# start of Input for this task

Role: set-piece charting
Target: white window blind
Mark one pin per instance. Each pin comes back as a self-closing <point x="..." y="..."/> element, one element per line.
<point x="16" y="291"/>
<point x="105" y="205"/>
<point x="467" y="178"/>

# end of Input for this task
# start of Input for this task

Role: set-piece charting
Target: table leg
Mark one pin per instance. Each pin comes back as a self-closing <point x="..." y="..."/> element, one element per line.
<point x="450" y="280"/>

# end of Input for this task
# start of Input for this task

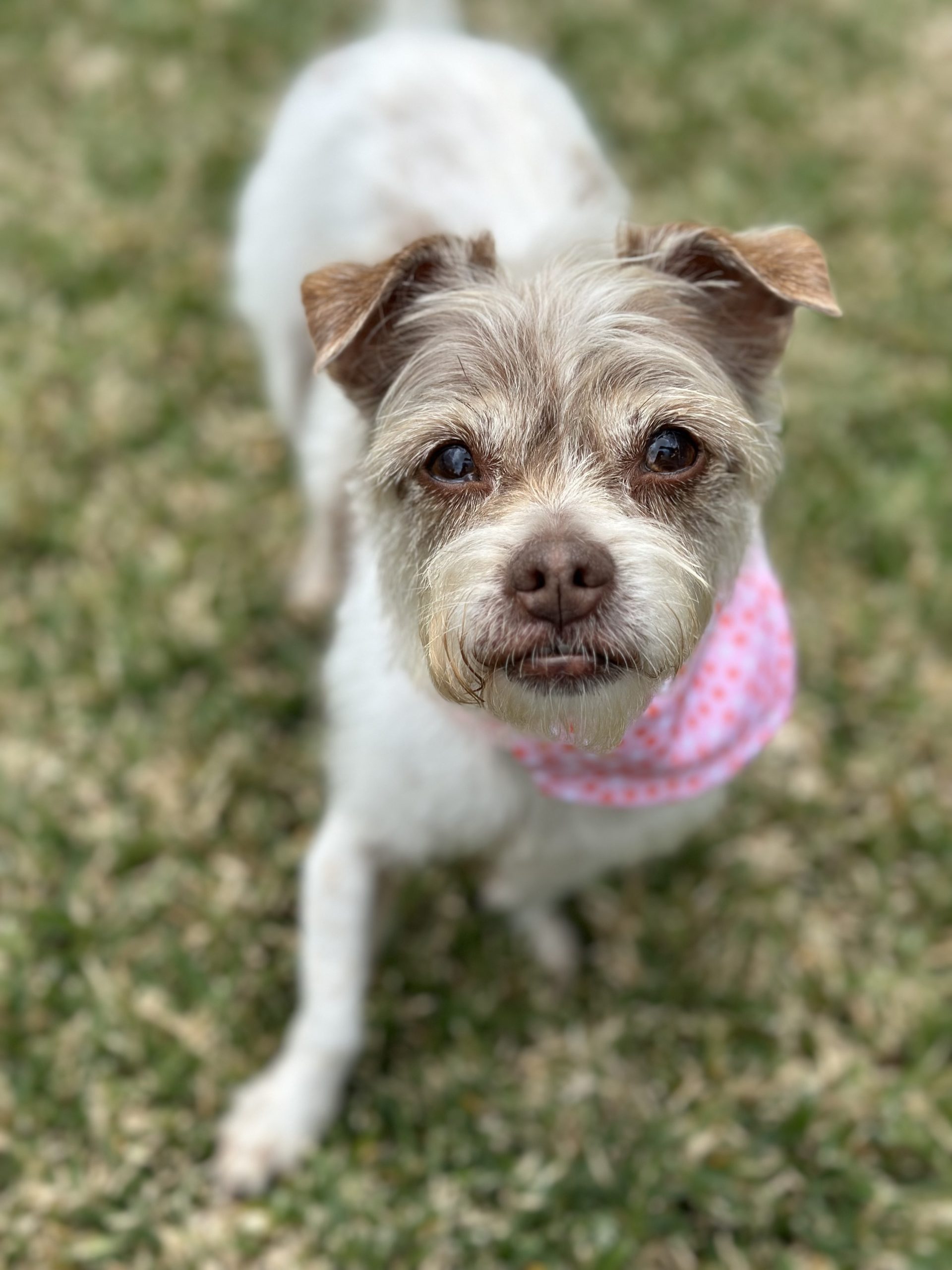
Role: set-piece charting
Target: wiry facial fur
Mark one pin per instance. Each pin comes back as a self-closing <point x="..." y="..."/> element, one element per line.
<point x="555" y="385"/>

# end of Input for this task

▶ Problem statement
How many lines of the data above contain the word "Target"? Reply with the number alone.

▶ Task answer
3